ACTIVITY: Restate all of the entries exactly, each line as it stands.
=== Begin Enclosure ===
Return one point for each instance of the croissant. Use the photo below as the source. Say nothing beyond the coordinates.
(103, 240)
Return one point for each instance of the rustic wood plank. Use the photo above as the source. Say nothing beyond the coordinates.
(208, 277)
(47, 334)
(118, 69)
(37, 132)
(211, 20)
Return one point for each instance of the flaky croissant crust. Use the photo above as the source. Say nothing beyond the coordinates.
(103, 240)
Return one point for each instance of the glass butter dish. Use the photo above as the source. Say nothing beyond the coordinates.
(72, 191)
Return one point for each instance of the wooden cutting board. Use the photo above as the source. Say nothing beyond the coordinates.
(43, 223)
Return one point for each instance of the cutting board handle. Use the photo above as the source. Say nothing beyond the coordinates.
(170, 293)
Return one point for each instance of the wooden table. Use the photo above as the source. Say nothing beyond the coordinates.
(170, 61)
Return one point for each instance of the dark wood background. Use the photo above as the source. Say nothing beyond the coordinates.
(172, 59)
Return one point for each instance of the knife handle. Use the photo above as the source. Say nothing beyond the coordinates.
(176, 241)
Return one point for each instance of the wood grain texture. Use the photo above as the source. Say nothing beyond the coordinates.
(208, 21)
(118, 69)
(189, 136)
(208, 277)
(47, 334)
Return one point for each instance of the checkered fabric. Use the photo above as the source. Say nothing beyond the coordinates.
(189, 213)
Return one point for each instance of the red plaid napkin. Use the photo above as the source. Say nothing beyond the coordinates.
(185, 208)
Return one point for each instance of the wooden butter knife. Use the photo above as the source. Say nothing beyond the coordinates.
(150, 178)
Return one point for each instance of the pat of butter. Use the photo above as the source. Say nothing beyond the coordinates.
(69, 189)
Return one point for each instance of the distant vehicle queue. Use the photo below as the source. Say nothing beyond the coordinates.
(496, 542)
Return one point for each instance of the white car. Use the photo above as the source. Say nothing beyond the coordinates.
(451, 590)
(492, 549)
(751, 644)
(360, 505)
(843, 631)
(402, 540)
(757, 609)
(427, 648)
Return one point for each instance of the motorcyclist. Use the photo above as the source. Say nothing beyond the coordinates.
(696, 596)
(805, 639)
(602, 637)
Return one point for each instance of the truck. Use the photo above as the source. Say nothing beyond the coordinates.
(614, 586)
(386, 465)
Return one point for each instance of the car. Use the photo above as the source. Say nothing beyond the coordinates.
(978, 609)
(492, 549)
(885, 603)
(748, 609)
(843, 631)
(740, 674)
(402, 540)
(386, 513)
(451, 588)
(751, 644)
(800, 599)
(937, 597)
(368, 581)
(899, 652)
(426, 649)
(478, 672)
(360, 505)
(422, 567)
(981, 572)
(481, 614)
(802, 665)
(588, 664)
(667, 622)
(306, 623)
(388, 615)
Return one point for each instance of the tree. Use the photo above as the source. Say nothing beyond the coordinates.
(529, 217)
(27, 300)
=== End Enclosure ===
TASK RESULT:
Return one point for each instance of the croissant. Use the photo below as the source. Say nothing beyond the coordinates.
(103, 240)
Return one point for each instance of the rustic wood plank. Use the photo above as the source. Say nothing beyond the coordinates.
(208, 277)
(47, 334)
(118, 69)
(37, 132)
(211, 20)
Return one point for each instance of the flaky croissant crust. Use the photo above as the source. Say nothing beyond the coordinates.
(103, 240)
Return one point for each instance of the glass butter dish. Use the photo above as the source. Say nothing beyond the coordinates.
(72, 191)
Return one point for each instance of the wooden cutting board. Use the photo above as the source. Say nothing beyond the coordinates.
(43, 223)
Return one point for each instance of the cutting board handle. Use the photo above as the source. Say nothing beyond the coordinates.
(170, 293)
Return one point for each instance of the wooden table. Use the photo above as the source. Say nothing beyond the coordinates.
(170, 61)
Return one point for each instance of the dark wood background. Use the photo above as the source. Say nothing beyond the coordinates.
(172, 59)
Return one point for each instance of the knife handle. Use the photo above as the source. Say nothing beyond the coordinates.
(176, 241)
Return one point for each instance of the wood grain texture. Use the photo above as the source. Say nothing beyond the coordinates.
(208, 21)
(118, 69)
(189, 136)
(208, 277)
(47, 334)
Return one point for each instance of the checkered fabric. Use the photo above as the source. Say nothing beyond the coordinates.
(189, 213)
Return one point for each instance of the red plaid napkin. Use the photo above as the source. Say nothing beyond the coordinates.
(185, 208)
Return one point for each instance of the wooden butter knife. Use the photo above as the source. Say nothing beyond the coordinates.
(150, 178)
Return one point for each instance of the pat of butter. Use the photo above as the source. Say nothing beyond the coordinates.
(69, 189)
Return one point for each instance of the distant vehicle queue. Use the photo below as the source. Say nothing beyond the coordinates.
(496, 542)
Return one point for each instance of the white car. Use the photo above as the source. Say nothing beyond the coordinates.
(451, 590)
(492, 549)
(751, 644)
(360, 505)
(843, 631)
(402, 540)
(757, 609)
(427, 648)
Return one point for each instance of the motorcyclist. Use the photo above as the source. Say nothing beyond the coordinates.
(696, 596)
(805, 639)
(602, 637)
Return one point for each instance of the truck. Use the photo above as the source. Say nothing beyond the coordinates.
(614, 586)
(386, 465)
Return one point for each instance of the car. Use the photo above as the source. Say nothing beyond the coordinates.
(978, 609)
(492, 549)
(885, 603)
(748, 609)
(843, 631)
(740, 674)
(402, 540)
(386, 513)
(451, 588)
(751, 644)
(800, 599)
(937, 597)
(368, 581)
(899, 652)
(426, 649)
(478, 672)
(360, 505)
(422, 567)
(981, 572)
(481, 614)
(802, 665)
(588, 664)
(667, 622)
(306, 623)
(388, 615)
Return one point for each instance of the tree. Use the photo above as the source. Say nothing beyond the coordinates.
(529, 217)
(27, 300)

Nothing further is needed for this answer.